**EXERCISE TASKS**
[a] Reproduce the dog food post starting with "I went from" and going on through "changed their formula.", swapping "manufacturers" for "suppliers".
[b] In the dog food post, which food did the writer switch to after Nutro?

**DOCUMENT EXCERPT**
I think it is hands down better than Beneful, so Kudos to your vet for getting you to switch. 

I also think there are better foods for the money. I was shocked at how much Nutro was charging recently. Their food is a middle of the road type of food, not terrible, not premium. I think if you are paying much more than $1/pound for the ingredients in that stuff, your are getting rooked. 

The thing is, if you go to a more premium food, the chances are you will feed less and make up the difference, and not even pay more even though a bag of the better food will cost more money. 

I went from Nutro to Canidae, and it was true that by feeding less of the better food, I actually paid less. And my dogs did well on the new food. Until they had a problem, switched manufacturers, and changed their formula.


----------



## Jax08 (Feb 13, 2009)

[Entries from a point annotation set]
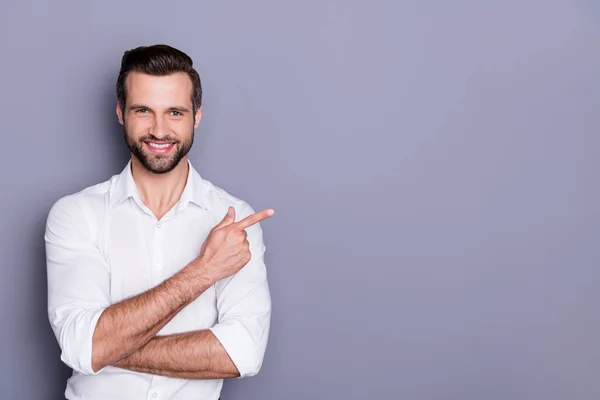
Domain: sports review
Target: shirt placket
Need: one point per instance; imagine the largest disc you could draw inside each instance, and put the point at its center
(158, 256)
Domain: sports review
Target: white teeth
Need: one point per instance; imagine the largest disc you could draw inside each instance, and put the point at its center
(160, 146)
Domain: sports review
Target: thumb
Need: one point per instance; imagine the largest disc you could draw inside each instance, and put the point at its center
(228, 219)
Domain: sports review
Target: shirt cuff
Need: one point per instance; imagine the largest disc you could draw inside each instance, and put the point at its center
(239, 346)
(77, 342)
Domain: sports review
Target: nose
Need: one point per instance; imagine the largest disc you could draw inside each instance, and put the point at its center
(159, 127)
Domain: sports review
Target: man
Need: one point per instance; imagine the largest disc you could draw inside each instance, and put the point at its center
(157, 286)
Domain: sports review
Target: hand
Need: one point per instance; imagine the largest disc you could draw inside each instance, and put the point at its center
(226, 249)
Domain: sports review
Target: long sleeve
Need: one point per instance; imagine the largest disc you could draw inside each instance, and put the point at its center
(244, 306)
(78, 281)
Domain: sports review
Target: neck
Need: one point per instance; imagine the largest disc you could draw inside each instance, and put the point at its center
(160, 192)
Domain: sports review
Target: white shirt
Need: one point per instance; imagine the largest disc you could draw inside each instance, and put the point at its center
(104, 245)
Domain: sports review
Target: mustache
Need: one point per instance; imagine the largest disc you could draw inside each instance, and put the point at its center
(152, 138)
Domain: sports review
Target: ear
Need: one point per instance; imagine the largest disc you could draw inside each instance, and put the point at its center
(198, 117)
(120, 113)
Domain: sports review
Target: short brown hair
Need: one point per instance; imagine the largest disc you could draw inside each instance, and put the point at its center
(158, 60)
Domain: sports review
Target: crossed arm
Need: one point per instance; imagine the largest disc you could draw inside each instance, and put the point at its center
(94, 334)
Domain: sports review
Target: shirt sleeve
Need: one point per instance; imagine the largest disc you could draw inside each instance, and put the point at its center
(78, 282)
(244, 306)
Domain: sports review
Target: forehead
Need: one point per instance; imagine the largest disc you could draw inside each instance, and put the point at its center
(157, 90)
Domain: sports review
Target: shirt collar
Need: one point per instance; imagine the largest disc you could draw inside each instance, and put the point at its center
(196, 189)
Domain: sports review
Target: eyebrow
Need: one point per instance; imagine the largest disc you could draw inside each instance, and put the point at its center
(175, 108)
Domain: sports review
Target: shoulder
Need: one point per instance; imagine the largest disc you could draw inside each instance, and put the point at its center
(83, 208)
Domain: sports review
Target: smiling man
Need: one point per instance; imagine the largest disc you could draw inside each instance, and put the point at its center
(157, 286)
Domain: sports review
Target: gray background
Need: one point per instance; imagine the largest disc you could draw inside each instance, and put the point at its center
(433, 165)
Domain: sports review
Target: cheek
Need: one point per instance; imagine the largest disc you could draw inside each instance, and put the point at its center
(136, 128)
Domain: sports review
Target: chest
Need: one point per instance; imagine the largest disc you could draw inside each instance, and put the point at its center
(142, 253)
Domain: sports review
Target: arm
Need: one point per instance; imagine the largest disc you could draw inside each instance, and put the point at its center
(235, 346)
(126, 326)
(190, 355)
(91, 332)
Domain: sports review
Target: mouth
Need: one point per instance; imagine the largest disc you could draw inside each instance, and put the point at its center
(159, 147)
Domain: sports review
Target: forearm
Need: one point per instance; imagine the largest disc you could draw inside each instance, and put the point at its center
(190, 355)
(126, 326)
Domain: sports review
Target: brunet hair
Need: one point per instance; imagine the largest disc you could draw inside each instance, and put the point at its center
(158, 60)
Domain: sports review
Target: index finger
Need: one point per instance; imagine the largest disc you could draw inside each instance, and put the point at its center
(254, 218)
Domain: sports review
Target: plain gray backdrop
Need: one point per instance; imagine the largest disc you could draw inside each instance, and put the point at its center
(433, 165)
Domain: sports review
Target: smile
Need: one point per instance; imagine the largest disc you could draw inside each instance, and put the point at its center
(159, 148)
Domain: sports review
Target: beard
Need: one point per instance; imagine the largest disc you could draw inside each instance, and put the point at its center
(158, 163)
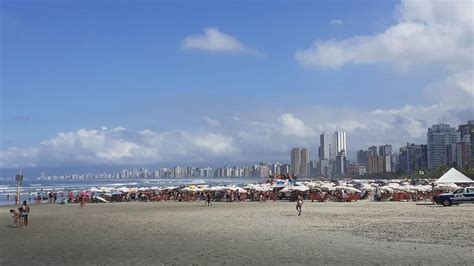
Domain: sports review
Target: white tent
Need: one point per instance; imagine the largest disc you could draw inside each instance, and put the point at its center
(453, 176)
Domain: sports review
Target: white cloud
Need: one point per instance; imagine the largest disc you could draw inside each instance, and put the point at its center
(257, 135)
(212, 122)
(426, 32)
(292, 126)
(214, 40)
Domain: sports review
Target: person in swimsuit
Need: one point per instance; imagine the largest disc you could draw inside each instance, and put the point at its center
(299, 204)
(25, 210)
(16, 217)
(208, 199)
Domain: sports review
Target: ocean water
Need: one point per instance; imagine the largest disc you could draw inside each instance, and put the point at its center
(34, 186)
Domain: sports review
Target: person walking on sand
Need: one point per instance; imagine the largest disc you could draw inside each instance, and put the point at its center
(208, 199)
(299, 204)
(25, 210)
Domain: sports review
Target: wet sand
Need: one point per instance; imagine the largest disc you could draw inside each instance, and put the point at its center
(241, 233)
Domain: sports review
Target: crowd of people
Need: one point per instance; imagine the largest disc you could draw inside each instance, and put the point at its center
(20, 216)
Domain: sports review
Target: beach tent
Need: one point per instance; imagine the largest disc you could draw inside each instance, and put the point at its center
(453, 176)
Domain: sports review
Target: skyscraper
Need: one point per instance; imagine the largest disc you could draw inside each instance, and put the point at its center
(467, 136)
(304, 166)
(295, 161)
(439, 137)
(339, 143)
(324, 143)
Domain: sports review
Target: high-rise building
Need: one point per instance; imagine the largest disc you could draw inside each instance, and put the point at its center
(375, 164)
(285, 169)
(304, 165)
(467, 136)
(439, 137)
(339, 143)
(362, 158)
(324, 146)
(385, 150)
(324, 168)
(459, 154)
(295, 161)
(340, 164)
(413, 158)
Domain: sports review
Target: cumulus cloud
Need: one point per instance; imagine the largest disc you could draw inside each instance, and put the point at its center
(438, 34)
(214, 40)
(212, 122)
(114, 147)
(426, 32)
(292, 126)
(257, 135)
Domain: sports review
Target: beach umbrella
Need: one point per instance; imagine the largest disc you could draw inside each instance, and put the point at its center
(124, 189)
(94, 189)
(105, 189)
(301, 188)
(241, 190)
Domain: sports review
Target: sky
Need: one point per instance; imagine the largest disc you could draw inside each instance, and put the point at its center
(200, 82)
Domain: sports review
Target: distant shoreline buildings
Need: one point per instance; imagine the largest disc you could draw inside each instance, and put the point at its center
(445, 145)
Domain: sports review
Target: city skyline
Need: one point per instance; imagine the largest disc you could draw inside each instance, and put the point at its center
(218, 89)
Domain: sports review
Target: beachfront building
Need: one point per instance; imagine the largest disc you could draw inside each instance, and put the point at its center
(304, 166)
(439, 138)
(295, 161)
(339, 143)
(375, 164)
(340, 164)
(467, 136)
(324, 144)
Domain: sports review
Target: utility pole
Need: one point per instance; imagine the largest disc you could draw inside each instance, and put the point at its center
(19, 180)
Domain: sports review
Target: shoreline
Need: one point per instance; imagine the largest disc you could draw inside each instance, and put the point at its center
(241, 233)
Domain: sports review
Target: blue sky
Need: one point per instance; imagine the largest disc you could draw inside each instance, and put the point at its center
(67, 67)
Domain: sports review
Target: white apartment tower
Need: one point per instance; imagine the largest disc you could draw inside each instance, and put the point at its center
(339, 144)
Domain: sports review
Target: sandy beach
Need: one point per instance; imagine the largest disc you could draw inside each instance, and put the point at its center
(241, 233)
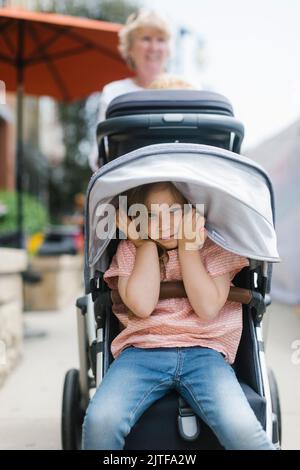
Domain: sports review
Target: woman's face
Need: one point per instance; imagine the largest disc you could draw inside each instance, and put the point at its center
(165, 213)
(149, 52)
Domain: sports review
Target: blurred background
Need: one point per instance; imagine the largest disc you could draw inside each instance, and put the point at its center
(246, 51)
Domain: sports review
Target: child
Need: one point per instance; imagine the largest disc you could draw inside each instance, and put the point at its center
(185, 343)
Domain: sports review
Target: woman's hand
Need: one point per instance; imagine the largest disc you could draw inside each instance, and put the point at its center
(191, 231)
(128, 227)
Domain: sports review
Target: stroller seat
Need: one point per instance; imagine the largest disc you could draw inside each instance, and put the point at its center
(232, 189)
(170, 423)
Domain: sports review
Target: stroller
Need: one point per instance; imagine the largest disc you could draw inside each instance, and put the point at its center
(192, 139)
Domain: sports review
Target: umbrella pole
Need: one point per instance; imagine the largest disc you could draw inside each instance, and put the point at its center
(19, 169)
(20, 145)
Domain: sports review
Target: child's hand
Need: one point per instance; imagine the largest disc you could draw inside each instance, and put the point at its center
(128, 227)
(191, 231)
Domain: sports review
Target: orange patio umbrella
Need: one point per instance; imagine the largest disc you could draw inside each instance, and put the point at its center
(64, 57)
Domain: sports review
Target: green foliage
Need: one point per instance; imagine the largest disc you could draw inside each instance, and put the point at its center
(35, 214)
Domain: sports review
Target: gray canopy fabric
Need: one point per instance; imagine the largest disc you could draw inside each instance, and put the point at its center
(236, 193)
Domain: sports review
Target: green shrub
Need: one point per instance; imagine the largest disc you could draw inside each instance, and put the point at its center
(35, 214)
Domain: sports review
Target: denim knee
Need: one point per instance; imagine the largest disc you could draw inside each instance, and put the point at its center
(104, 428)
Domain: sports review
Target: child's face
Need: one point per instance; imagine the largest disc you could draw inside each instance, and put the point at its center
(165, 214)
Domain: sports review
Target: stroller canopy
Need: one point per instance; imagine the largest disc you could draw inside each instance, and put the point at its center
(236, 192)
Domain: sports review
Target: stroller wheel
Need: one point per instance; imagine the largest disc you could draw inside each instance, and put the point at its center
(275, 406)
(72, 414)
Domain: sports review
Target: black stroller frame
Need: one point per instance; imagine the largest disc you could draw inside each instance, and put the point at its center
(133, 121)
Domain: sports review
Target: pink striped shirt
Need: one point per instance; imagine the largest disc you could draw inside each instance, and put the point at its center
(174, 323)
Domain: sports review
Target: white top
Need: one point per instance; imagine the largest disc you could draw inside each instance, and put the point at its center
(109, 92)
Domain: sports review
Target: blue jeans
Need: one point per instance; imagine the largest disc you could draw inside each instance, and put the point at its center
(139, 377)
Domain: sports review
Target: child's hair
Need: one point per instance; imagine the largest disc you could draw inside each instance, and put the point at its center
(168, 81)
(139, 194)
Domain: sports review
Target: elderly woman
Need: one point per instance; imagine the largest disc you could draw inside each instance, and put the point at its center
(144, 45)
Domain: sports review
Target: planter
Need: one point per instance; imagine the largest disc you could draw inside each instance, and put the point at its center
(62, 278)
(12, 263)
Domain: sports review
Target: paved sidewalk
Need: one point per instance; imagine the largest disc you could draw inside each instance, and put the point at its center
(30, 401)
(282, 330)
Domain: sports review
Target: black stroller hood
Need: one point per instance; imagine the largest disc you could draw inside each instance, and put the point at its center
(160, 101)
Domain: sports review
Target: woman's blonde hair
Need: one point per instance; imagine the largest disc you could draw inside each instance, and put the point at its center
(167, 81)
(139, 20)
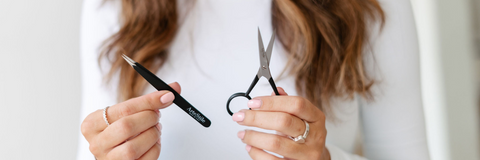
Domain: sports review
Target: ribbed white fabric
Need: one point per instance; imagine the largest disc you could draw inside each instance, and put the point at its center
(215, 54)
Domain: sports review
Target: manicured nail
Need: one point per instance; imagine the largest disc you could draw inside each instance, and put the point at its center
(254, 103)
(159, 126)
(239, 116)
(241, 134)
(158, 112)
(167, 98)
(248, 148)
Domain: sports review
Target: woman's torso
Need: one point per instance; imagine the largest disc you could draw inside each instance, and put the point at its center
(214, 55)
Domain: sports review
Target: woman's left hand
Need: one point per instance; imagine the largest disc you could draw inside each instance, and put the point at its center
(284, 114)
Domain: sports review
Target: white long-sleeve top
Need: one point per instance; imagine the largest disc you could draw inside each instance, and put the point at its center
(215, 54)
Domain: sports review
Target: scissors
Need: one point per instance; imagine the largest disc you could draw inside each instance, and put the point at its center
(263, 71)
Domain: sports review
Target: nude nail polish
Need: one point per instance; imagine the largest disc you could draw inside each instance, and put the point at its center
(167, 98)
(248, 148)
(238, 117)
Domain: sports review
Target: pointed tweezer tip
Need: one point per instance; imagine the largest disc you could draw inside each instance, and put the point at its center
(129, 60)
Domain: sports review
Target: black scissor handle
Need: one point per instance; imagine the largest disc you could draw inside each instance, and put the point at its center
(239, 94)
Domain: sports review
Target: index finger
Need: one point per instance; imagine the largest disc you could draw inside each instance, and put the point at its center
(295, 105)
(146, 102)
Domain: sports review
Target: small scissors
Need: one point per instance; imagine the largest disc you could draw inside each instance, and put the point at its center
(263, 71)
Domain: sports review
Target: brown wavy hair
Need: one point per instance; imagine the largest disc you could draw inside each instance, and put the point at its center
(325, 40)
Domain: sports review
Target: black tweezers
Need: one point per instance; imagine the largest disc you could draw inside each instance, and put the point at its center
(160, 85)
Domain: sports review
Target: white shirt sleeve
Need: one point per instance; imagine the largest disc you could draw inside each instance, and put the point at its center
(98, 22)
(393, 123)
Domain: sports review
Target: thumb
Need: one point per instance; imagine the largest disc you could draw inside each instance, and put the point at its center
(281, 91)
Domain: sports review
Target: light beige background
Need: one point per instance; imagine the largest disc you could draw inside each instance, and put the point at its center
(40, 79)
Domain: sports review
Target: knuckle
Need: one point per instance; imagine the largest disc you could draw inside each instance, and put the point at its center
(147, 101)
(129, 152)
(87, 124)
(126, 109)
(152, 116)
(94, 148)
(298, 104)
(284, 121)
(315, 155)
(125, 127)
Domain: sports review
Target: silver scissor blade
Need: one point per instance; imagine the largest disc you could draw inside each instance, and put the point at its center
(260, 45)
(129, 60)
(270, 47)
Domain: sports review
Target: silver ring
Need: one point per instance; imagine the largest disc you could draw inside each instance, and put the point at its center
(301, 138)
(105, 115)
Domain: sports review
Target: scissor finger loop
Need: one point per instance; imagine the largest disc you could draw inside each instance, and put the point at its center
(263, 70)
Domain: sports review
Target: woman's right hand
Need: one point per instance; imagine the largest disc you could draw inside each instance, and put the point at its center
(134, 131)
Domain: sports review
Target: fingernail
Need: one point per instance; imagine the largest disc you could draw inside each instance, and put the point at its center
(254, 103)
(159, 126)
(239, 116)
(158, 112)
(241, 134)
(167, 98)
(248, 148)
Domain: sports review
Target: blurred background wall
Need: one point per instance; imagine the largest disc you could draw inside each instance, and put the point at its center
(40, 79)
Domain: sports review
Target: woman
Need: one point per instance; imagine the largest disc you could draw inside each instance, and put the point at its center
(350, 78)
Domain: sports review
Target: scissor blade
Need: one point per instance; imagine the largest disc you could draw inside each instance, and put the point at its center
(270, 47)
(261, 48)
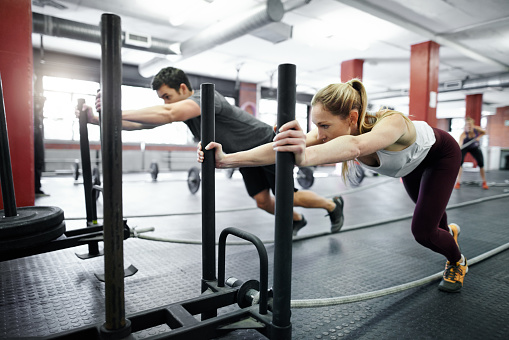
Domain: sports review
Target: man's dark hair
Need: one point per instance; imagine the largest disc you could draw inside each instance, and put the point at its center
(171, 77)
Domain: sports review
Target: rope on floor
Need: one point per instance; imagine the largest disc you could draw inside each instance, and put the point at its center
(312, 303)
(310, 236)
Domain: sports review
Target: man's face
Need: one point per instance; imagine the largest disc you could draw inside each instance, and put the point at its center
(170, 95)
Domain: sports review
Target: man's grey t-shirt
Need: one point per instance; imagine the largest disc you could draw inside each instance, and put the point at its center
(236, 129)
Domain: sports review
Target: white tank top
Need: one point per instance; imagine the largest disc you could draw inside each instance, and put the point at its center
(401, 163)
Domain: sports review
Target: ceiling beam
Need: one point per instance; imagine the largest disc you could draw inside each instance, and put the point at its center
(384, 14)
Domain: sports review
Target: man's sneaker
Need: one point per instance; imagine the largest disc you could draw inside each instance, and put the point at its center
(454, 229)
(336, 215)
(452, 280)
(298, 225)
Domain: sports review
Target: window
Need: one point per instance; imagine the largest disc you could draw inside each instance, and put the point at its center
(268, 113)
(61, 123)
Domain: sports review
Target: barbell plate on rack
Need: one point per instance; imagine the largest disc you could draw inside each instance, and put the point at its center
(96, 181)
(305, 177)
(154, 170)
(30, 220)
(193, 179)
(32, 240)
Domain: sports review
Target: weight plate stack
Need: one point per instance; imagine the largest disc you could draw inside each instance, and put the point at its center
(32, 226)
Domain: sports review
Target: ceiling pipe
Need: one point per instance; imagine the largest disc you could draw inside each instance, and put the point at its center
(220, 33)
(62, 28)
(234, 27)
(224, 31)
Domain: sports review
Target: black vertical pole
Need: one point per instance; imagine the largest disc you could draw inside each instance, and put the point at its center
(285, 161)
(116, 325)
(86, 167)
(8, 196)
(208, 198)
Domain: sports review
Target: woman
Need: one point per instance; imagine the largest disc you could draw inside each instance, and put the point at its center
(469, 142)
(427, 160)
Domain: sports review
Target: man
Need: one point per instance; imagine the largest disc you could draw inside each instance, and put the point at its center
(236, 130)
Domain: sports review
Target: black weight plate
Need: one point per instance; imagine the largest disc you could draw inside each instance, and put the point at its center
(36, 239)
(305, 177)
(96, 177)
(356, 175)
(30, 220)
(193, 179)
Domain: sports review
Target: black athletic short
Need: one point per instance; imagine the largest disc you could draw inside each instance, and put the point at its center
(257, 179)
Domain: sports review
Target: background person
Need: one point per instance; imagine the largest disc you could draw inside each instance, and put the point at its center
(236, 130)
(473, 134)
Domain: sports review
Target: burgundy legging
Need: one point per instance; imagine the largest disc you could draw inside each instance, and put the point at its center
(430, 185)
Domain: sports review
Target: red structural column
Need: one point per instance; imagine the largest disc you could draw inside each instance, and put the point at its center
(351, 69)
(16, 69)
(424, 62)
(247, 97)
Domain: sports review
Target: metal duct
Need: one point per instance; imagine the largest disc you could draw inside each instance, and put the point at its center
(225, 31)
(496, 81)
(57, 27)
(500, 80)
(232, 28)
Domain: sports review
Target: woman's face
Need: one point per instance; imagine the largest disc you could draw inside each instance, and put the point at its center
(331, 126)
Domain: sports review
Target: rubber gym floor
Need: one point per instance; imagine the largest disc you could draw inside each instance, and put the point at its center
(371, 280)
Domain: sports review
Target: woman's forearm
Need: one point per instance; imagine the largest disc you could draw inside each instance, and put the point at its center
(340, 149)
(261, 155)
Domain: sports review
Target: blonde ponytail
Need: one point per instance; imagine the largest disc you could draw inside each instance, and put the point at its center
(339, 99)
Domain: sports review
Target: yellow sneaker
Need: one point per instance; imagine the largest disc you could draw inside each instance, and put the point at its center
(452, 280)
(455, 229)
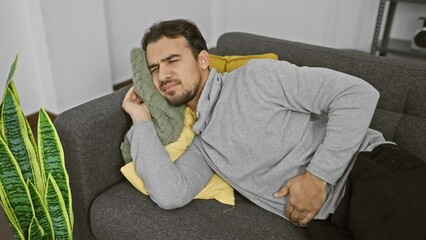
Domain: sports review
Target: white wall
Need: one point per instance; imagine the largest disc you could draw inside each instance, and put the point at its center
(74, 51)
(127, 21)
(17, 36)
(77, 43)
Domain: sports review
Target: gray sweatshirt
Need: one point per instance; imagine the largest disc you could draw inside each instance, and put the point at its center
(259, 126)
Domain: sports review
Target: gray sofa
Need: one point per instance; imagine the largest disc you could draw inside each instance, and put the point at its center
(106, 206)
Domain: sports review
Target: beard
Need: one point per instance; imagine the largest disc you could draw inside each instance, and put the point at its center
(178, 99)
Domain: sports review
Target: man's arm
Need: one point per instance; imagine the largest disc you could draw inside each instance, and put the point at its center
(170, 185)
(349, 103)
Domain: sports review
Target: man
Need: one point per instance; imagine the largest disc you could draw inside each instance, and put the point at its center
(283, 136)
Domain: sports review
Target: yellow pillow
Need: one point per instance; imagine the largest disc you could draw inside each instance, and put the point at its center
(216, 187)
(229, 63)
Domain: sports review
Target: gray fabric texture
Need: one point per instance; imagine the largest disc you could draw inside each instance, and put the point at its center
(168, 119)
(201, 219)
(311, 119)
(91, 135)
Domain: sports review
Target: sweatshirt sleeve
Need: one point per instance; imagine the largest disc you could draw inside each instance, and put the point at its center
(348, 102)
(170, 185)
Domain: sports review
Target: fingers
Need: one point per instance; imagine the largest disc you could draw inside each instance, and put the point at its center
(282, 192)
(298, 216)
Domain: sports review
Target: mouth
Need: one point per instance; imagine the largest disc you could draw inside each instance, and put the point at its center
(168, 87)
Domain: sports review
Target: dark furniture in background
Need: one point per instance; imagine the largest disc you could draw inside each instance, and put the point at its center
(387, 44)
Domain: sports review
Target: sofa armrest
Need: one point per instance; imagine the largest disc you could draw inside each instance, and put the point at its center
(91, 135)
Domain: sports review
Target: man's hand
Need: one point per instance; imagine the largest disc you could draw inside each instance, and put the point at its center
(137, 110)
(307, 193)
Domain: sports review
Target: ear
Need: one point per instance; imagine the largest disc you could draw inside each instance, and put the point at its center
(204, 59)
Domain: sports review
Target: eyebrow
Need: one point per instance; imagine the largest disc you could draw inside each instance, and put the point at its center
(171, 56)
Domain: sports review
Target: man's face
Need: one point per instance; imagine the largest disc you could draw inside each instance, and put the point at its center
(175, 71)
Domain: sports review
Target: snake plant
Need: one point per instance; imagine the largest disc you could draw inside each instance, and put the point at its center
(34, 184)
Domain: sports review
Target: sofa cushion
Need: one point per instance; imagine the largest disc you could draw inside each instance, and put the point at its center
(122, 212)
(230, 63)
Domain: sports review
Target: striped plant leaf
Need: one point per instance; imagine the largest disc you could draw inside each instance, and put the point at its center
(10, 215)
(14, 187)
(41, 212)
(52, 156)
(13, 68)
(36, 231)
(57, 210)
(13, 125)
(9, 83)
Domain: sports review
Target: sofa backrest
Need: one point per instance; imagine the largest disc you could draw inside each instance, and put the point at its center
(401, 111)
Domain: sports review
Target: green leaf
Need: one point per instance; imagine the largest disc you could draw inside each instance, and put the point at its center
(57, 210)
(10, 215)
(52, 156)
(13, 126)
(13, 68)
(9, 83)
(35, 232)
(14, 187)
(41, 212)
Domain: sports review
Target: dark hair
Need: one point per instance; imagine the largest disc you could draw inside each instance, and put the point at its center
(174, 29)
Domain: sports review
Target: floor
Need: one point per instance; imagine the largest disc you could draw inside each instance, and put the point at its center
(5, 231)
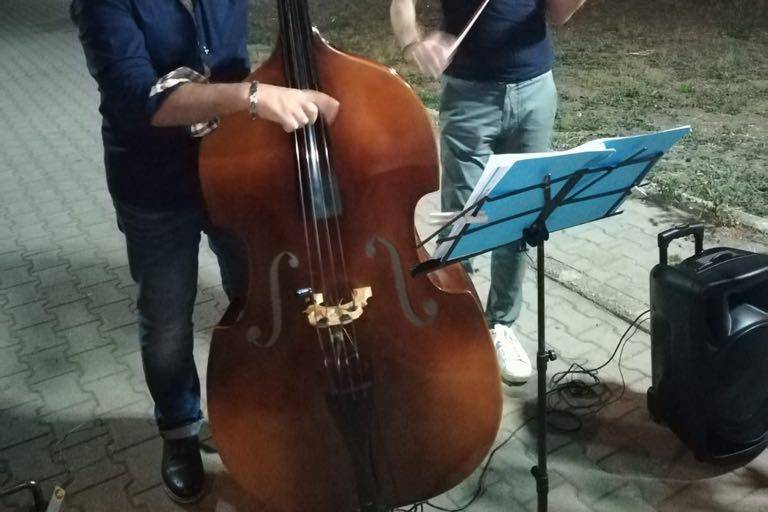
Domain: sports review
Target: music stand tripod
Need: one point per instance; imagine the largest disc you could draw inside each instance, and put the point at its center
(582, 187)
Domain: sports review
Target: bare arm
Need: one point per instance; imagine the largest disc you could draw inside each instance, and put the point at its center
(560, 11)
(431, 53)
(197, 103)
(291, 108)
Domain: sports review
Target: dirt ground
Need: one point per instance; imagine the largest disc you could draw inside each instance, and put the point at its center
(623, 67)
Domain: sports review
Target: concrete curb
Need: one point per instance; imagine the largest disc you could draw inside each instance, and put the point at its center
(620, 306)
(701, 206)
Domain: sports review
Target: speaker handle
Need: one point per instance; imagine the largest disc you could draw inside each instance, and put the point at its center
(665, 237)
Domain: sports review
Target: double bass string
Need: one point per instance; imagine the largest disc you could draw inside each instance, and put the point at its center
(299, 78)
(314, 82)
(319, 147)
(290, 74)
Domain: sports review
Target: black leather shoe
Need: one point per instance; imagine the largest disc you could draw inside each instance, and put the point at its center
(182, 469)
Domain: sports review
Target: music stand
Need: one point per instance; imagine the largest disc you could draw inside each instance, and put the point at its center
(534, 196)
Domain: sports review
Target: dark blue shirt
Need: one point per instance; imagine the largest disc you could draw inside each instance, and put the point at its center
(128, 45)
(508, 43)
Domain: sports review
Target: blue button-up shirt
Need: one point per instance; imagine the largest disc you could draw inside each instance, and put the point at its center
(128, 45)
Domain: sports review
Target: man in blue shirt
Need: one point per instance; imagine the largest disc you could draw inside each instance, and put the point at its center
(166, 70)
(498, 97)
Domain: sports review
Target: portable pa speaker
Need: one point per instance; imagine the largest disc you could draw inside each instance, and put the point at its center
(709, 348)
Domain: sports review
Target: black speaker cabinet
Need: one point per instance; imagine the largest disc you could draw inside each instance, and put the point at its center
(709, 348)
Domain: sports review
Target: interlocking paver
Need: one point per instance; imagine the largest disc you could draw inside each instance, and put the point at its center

**ANSWERS TO THE EXERCISE**
[a]
I went from Nutro to Canidae, and it was true that by feeding less of the better food, I actually paid less. And my dogs did well on the new food. Until they had a problem, switched suppliers, and changed their formula.

[b] Canidae.